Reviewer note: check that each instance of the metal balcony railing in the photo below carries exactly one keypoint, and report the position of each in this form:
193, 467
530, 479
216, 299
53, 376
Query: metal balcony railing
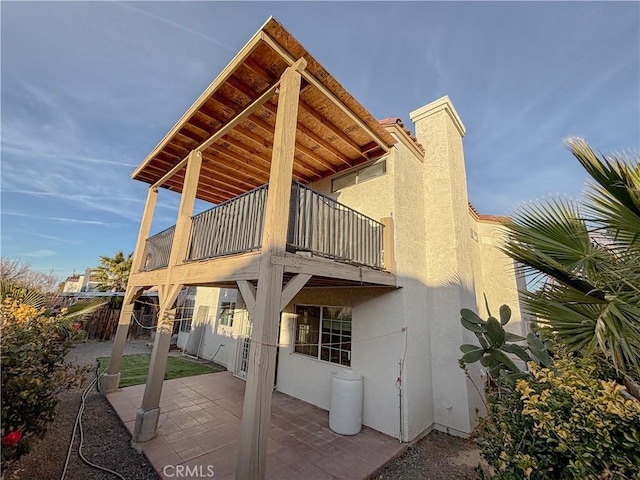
158, 250
234, 226
317, 224
323, 226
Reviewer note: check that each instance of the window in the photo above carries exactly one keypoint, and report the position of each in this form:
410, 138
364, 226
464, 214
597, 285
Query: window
324, 333
360, 175
227, 310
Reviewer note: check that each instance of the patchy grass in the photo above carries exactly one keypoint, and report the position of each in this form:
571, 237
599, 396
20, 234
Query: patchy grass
134, 368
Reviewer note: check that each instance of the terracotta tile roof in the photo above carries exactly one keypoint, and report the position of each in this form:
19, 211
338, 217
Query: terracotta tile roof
385, 122
473, 210
494, 218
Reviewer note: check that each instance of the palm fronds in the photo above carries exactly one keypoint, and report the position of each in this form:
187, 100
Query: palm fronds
588, 254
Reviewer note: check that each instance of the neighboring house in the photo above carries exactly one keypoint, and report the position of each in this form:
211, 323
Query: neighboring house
362, 263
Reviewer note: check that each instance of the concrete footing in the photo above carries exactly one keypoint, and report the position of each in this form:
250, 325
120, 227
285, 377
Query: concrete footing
146, 424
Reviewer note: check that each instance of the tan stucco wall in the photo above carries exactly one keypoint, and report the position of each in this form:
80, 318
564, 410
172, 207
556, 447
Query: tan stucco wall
377, 345
499, 279
208, 337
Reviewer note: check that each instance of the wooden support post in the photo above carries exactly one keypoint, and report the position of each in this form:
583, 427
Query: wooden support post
109, 382
181, 237
147, 415
252, 459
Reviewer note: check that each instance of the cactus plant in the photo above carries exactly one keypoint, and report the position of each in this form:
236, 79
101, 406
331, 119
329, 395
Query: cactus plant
496, 345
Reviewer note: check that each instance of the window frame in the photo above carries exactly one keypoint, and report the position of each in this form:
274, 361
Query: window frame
228, 316
184, 313
378, 161
322, 350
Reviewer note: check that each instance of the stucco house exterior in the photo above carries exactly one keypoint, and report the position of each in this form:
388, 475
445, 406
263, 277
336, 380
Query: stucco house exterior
359, 254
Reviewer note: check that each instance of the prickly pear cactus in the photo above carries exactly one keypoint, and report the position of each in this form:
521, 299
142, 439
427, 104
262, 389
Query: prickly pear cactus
497, 348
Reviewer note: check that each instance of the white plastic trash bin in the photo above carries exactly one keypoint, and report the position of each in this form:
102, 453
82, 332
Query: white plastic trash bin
345, 411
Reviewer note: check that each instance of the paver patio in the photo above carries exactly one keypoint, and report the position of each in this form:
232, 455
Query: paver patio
200, 426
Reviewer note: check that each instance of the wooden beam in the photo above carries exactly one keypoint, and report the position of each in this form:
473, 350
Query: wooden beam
252, 107
256, 412
216, 270
145, 228
292, 288
248, 292
182, 233
158, 364
327, 93
323, 267
170, 173
326, 123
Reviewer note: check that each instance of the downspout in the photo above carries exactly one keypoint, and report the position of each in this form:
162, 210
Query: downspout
399, 387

········

The expected answer is the whole listing above, copied exactly, with images excluded.

Reviewer note: check that each instance of the metal balcony railing in the photo below carries exactly one keypoint, and report the position of each in this form:
193, 467
530, 479
216, 299
53, 376
Query: metal balcony railing
158, 250
234, 226
317, 224
323, 226
Reviewer note: check that each instance of the window in the photo above carries exactly one keypoint, and report the position of each in this form:
410, 138
364, 226
464, 214
597, 285
Query: window
324, 333
360, 175
227, 310
Reviewer note: check that each instance of the patchy grass in the photo above carries exactly one keypoint, and report the position of each in this form:
571, 237
599, 396
20, 234
Query: patchy grass
134, 368
Reviewer note: check that each instance of the terracotta tile roof in the photo above carries exactly one keypoint, and report the position of each in this form:
19, 211
338, 217
Query: terracotta tile roof
385, 122
473, 210
494, 218
Reviewer note: check that each instance of the palm fronds in the photo above carries exactly one keypoint, and report the position of each in this form:
187, 100
Query: palm fronds
588, 254
Reviewer note: check that each instance of the neighboring house in the photo above carries exactly one keypoint, and report the position of each in this form:
211, 323
Query: neighboring house
362, 263
Reviewer note: check that each instance of the concrete footing in the photo above carries exactly one keypoint, and report the position of each in this form:
250, 325
120, 227
285, 377
Query: concrete footing
146, 424
Reviewer note: check that each instance of the tan stucco wall in the photo above carries exactly one keypoint, and report the position of each in this form:
80, 318
564, 410
172, 207
556, 447
Query: tan stucco wall
377, 345
499, 279
208, 337
Reviewer note: check that each instance of the wooden support post in the photo above carries exactly one keypoint, and report the position of each in this form:
583, 427
Query: wooden support post
109, 382
181, 237
147, 415
252, 459
Reviewer note: check that each instance of the cactus plant in the photo above carries exactly one keypoint, and report the position of each in this form:
236, 79
101, 406
331, 119
329, 395
Query: cactus plant
496, 345
Reviewer note: check that each instance of the window frame in the photo above carries exactly one keypoint, and report the position of each in this form:
274, 361
Query: window frame
228, 316
184, 313
378, 161
322, 350
Reviewer note: check that each instance of the stucco house exterior in the photo above carries exactly one keypoint, and report the position of each in this form:
388, 475
445, 406
263, 277
336, 380
Query: stucco house exterior
359, 254
Reviewer note: check that each instance of the prickly pear cactus in the photo above carries exactly one keypoint, and report the position of each in this form:
521, 299
142, 439
427, 104
262, 389
Query: prickly pear cactus
497, 348
Reviewer note: check that each instance of the white plastic trash bin in the photo above carries exactly one keypoint, and report the position of each in this form:
102, 453
82, 332
Query: white plastic trash bin
345, 411
Reviewer note: check that each instance of the paver patio in the photo above carries exactly one keypoint, and report the position of each in this form:
232, 455
Query: paver patio
200, 426
Reviewer note: check that each instance of the wooden beam in the photo above carries exactly one keypoint, and report the position of each in this form:
473, 350
Query: wooden beam
252, 107
256, 412
216, 270
145, 228
292, 288
248, 292
182, 233
158, 364
327, 93
323, 267
170, 173
326, 123
Reviewer note: check that each instance of the downspout in the photo above carries exactly one keypoint, and report the position of each in this form:
162, 210
Query: downspout
399, 387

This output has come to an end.